----- Selected extract
The Internet, surprisingly, is still an underutilized selling and informational tool for the decorative concrete professional. “Customers should be able to have 95% of their questions answered on either the retailer or installers Web site and the rest clarified by the manufacturers site,” Kroo agrees. Concrete Jungle does not sell its products online due to DIY concerns, but does feature its product offerings. Additionally, they feature a photo gallery of their work and some background on the company and their general philosophies, all things important when attempting to gain the attention and trust of a potential customer.

 

“California has hundreds of different ethnic groups and consequently, hundreds of different ways of doing business,” remarks Steve. Flexibility is key. “Strive for perfection, know your products, build relationships and work your market.” Precisely what Concrete Jungle does, targeting the higher end businesses and homes ranging from $800,000 into the millions, which is their market, and exactly where they put their precious few advertising dollars. Though the mainstay of their business practices remains simple—Under sell and over deliver—it’s a Concrete Jungle motto, and perhaps the only common variable they can employ, considering diversity of the decorative concrete business.
----------
----- Study material
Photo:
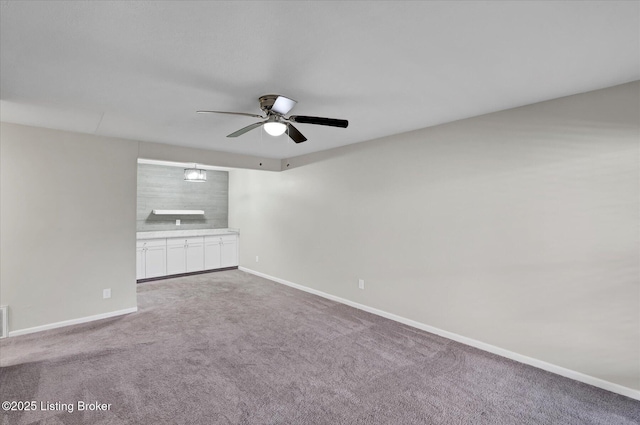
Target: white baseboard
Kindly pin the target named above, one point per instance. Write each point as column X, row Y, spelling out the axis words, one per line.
column 72, row 322
column 549, row 367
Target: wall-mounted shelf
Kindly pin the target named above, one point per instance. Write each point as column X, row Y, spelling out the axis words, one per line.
column 178, row 212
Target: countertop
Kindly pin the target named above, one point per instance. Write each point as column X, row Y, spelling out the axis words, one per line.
column 185, row 233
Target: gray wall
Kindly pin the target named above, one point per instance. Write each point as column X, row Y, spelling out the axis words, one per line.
column 67, row 225
column 163, row 187
column 518, row 229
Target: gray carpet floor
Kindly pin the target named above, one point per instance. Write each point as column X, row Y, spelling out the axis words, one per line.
column 232, row 348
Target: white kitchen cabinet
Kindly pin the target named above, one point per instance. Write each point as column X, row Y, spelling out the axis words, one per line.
column 212, row 248
column 151, row 257
column 165, row 256
column 220, row 251
column 185, row 255
column 195, row 254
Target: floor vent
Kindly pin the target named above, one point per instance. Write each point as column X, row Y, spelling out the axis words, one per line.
column 4, row 329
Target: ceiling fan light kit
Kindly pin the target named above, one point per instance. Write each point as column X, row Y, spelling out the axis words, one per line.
column 275, row 107
column 274, row 128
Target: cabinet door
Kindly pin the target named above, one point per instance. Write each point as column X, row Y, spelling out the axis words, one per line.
column 176, row 256
column 195, row 257
column 155, row 261
column 229, row 252
column 212, row 253
column 140, row 262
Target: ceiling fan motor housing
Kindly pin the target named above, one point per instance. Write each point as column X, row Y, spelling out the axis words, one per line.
column 267, row 101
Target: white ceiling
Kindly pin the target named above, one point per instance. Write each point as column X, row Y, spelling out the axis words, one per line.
column 140, row 70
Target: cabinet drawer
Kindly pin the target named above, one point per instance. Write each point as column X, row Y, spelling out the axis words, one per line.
column 185, row 241
column 150, row 243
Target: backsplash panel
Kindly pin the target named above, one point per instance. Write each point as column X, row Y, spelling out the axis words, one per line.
column 163, row 188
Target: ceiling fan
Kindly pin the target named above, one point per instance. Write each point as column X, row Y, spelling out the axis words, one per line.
column 275, row 123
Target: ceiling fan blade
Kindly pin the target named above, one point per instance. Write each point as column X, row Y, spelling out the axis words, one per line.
column 230, row 113
column 246, row 129
column 332, row 122
column 295, row 135
column 283, row 105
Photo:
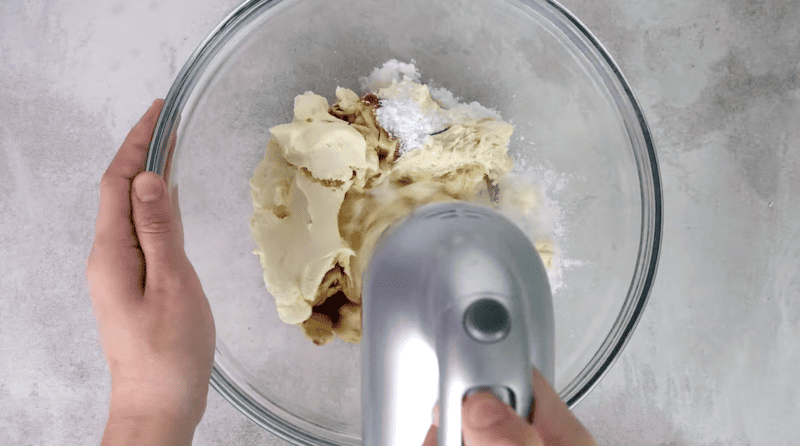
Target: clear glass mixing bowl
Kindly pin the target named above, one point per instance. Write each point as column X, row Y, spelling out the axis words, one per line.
column 530, row 59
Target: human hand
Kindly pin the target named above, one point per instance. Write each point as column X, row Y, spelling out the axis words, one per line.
column 487, row 421
column 154, row 319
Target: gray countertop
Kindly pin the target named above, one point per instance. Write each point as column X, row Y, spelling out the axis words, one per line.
column 715, row 358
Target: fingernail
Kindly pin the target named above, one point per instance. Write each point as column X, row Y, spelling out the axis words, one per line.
column 149, row 188
column 484, row 410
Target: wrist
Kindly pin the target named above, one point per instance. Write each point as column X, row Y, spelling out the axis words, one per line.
column 148, row 430
column 178, row 405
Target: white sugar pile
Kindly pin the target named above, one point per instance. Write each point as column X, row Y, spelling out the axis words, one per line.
column 409, row 115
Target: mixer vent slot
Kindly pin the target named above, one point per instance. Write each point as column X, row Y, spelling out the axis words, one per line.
column 450, row 213
column 453, row 213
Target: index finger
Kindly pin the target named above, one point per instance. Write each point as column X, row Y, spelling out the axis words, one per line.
column 552, row 418
column 114, row 223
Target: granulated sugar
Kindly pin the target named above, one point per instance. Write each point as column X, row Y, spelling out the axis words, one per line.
column 409, row 114
column 415, row 111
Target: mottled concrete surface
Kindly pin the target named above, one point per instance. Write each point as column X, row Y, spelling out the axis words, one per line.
column 714, row 359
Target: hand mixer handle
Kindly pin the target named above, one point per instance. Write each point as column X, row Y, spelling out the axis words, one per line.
column 457, row 293
column 484, row 347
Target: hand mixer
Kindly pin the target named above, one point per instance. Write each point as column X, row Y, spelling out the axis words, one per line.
column 455, row 299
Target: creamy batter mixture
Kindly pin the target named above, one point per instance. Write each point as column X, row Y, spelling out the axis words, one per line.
column 338, row 175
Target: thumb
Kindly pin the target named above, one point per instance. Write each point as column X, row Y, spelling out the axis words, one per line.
column 489, row 421
column 156, row 225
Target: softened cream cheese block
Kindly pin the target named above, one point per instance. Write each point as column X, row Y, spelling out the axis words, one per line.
column 332, row 180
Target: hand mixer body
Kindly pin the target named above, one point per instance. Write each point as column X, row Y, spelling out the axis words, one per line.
column 455, row 299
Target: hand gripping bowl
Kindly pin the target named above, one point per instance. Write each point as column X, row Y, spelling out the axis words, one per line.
column 531, row 60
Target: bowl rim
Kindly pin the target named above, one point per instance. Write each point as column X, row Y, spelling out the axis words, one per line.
column 163, row 143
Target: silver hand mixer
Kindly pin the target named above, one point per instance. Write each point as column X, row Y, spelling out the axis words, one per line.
column 455, row 300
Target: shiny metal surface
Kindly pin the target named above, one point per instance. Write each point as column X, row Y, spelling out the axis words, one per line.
column 426, row 275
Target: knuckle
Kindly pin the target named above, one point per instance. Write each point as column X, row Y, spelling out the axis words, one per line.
column 154, row 222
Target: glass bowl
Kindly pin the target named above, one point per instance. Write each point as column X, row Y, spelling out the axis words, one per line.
column 531, row 60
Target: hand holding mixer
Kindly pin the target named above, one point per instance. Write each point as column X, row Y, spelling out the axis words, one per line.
column 456, row 292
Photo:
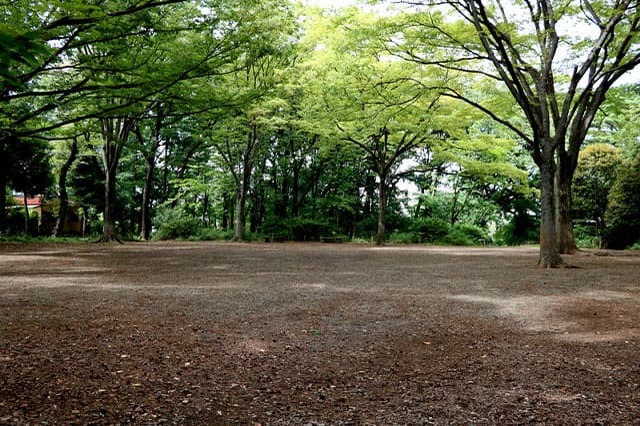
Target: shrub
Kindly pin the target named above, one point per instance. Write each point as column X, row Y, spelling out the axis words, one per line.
column 297, row 229
column 402, row 238
column 173, row 224
column 430, row 229
column 623, row 210
column 455, row 238
column 474, row 234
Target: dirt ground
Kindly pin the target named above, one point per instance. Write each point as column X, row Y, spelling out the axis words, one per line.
column 315, row 334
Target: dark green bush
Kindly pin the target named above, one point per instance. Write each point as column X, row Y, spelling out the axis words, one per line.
column 623, row 210
column 474, row 234
column 178, row 227
column 429, row 230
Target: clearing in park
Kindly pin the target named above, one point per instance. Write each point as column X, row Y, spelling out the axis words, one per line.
column 209, row 333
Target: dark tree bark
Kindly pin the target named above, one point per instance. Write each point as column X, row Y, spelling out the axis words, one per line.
column 149, row 155
column 63, row 195
column 563, row 195
column 4, row 167
column 115, row 133
column 549, row 256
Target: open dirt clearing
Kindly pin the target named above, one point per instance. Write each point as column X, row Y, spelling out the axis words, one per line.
column 204, row 333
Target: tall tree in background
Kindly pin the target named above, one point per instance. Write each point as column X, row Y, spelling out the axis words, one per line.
column 557, row 77
column 378, row 104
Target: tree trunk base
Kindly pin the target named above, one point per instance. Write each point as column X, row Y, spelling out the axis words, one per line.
column 109, row 239
column 546, row 261
column 569, row 250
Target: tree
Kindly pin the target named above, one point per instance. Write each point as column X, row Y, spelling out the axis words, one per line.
column 596, row 173
column 557, row 78
column 32, row 171
column 63, row 194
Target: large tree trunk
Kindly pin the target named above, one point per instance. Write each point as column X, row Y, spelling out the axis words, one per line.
column 3, row 199
column 243, row 183
column 114, row 134
column 26, row 214
column 109, row 233
column 382, row 210
column 62, row 188
column 549, row 256
column 4, row 168
column 564, row 225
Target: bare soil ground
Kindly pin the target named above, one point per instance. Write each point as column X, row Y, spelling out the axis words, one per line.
column 279, row 334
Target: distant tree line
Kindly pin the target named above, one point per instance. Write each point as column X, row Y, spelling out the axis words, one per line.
column 267, row 120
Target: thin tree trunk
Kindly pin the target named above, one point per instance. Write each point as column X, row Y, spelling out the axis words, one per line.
column 564, row 224
column 382, row 209
column 26, row 214
column 111, row 156
column 243, row 184
column 109, row 233
column 145, row 228
column 241, row 215
column 62, row 187
column 549, row 256
column 5, row 136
----------
Task directions: Extend the piece about Concrete Jungle's decorative concrete business, starting after its final sentence. The entries aren't needed for the task.

Expected output:
Product diversity is also important but not to the point of confusion says Steve, “I already feel there are too many products on the market, especially sealers, but of those, the good ones all serve different purposes, so they are all needed.” And to this extent, he’s carefully chosen only products he has successfully used himself, including some of the sealers he’s alluded to but only after they have passed his own rather unconventional testing processes—driving over, dragging chairs and furniture across, and pressure washing them—it’s only these proven winners that are the type of superior products he distributes and uses, especially when teaching his comprehensive workshops.

 

Though Steve Kroo’s prowess doesn’t end there. Due to strict California environmental laws and eager to decrease his own carbon footprint (the total amount of greenhouse gases produced to directly and indirectly support human activities) on our world, Steve strives to do what he can to protect our natural world by streamlining “green” decorative concrete products while maintaining the integrity of the finished product. Not an easy balance at times, but one that has become far easier as less harmful, toxic products make their way to the market place. Being green should be a lifestyle for everyone, especially in California where the highest rate of waste and toxins permeate cities without escape due to the elevation of mountains surrounding them. Concrete Jungle is aiming its sights high in this direction, as many customers require them to receive LEED point dollars.

 

Another of Steve Kroo’s frustrations lies in the lacking support of some of his product manufacturers. If a retailer, in this case Concrete Jungle, is going to sell and all but endorse their product, manufacturers need to step up their game and provide localized training and the marketing material necessary gain the trust of the end user.  In this the manufacturer has everything to gain and little to lose. Let’s hope some of them are reading this and taking heed.

 

Overall, Steve and his crew are excited to face the challenges of each new day. Kroo in particular has been gearing his sights on concrete furniture and has created pieces that are currently being featured in furniture showrooms. His conceptualized, one of a kind coffee, sofa, and end tables are just a few of his offerings, their sleek lines and complex finishes bringing an entirely different perspective to conventional furniture items.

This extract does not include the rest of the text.